┏━━
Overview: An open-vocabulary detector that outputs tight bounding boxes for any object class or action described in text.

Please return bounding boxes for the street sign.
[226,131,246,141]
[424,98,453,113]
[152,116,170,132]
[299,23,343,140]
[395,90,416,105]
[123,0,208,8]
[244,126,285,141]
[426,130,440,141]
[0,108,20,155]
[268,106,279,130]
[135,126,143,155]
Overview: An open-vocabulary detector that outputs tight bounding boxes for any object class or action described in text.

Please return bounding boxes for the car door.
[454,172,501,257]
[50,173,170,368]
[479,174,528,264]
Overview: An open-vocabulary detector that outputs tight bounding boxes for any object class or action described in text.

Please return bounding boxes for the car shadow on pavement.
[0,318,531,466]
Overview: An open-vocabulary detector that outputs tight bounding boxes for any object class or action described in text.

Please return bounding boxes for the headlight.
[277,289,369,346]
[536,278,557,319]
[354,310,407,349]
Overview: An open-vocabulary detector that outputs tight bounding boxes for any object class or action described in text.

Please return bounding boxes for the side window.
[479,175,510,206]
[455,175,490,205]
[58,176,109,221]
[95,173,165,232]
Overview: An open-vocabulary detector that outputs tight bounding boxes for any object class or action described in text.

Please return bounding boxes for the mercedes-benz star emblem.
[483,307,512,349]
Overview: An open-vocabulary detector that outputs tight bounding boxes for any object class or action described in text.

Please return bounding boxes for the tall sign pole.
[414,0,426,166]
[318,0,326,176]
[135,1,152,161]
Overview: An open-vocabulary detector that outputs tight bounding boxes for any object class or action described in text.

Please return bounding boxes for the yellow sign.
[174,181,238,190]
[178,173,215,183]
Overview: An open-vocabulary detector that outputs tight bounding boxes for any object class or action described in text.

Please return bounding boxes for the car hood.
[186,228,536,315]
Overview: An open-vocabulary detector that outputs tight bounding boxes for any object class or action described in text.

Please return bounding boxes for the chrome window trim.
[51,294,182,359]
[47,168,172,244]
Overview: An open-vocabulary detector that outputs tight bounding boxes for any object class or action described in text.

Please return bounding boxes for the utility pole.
┗━━
**TASK DIRECTIONS:** Gather every line above that contains the word "window" and copy each one out in full.

**THE REPLY:**
Please return bounding boxes for the side window.
Please return bounding boxes for the chrome window trim.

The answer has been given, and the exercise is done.